What you have to do:
Rewrite every line of the data below, dropping none, and shift each answer outline by adding 145 to every one of its coordinates. Keep the sample outlines unchanged, and leave the pictures out.

(Contour labeling items)
- - -
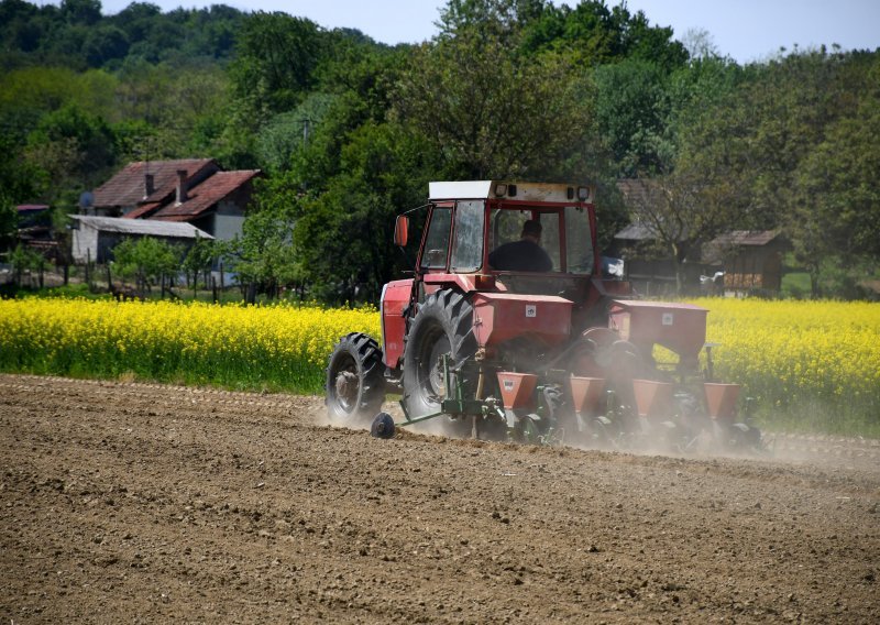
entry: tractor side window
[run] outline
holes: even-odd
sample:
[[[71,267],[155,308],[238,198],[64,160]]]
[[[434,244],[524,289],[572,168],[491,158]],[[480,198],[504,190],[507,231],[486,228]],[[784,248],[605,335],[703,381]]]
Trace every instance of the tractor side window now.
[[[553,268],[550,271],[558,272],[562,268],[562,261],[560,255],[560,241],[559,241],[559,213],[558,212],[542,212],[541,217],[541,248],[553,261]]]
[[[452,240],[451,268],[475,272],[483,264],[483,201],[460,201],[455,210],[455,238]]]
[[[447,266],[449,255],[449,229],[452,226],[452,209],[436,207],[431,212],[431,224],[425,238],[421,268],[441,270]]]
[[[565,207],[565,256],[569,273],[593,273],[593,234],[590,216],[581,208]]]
- - -
Answer:
entry: tractor side window
[run] outline
holes: even-odd
sample:
[[[71,267],[155,308],[238,198],[64,160]]]
[[[434,244],[524,289],[572,168],[491,158]],[[480,198],[504,190],[507,231],[486,228]],[[784,248],[605,335],[703,381]]]
Trace every instance of the tractor side window now.
[[[698,413],[695,416],[703,417],[707,413],[707,406],[705,400],[705,386],[704,386],[704,358],[703,357],[687,357],[686,362],[686,393],[698,406]]]
[[[597,385],[596,413],[620,417],[628,409],[628,346],[605,346],[600,355],[600,383]]]
[[[592,411],[594,400],[594,374],[597,371],[597,354],[581,352],[576,357],[576,369],[570,383],[566,413],[586,415]]]
[[[710,352],[710,401],[714,418],[738,418],[738,379],[735,361],[726,353]]]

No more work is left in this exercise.